## Brief:
Please reproduce everything from the line containing "Where can you see the dusty" down to the end of the listing, shifting each answer coordinate by adding 83 to every number. Leave the pictures out of your reproduction.

## Task inputs:
........
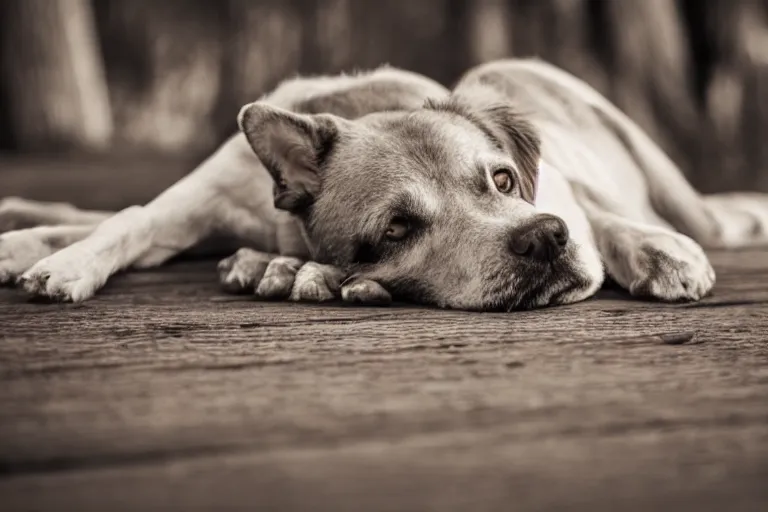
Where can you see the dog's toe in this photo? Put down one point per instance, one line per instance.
(19, 251)
(275, 287)
(241, 272)
(278, 279)
(677, 271)
(365, 291)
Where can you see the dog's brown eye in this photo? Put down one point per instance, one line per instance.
(504, 180)
(398, 229)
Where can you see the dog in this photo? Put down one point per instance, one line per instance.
(522, 187)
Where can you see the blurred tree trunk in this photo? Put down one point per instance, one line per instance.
(736, 93)
(163, 64)
(55, 88)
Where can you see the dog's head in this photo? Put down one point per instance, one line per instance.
(436, 204)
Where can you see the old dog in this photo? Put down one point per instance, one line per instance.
(522, 187)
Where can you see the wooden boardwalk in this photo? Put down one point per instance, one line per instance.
(165, 394)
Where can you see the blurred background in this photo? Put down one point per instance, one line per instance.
(98, 92)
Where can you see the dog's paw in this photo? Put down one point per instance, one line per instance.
(279, 277)
(70, 275)
(19, 251)
(670, 267)
(243, 271)
(365, 291)
(316, 283)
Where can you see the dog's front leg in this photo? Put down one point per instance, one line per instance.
(649, 261)
(230, 192)
(281, 277)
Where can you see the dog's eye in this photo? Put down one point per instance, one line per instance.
(398, 229)
(503, 180)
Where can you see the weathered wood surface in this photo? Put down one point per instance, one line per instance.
(163, 395)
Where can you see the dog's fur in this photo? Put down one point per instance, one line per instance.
(383, 183)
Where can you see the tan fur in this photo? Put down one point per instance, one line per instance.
(339, 182)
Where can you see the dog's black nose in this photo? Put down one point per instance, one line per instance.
(542, 237)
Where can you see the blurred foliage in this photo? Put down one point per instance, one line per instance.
(143, 75)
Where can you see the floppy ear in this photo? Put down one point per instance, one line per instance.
(505, 127)
(521, 140)
(292, 147)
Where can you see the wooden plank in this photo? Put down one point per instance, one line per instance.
(162, 393)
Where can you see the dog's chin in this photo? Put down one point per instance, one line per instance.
(542, 285)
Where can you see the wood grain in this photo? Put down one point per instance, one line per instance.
(164, 394)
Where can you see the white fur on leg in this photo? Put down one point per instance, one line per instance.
(76, 272)
(20, 250)
(655, 262)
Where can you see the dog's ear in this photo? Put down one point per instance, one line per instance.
(521, 140)
(506, 128)
(293, 148)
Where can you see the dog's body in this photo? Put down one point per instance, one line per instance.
(458, 203)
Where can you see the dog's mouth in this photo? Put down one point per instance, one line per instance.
(540, 285)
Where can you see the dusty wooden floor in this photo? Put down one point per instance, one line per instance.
(163, 394)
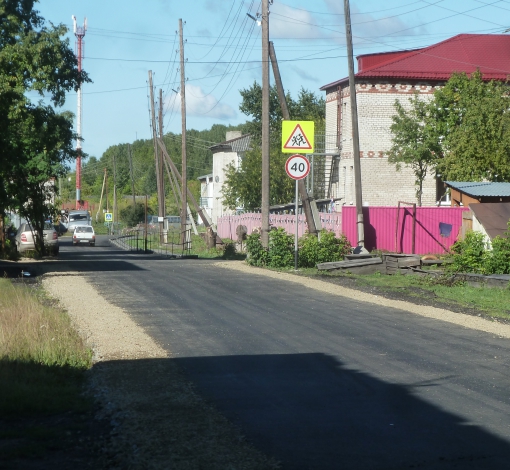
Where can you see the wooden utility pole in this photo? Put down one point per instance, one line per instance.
........
## Response:
Where can you see the dusty wooden floor in this photo? Put down one point per instance, one line per instance.
(246, 477)
Where can you see the wooden utility pole in this photo? Put down one point per instance, one line per instance.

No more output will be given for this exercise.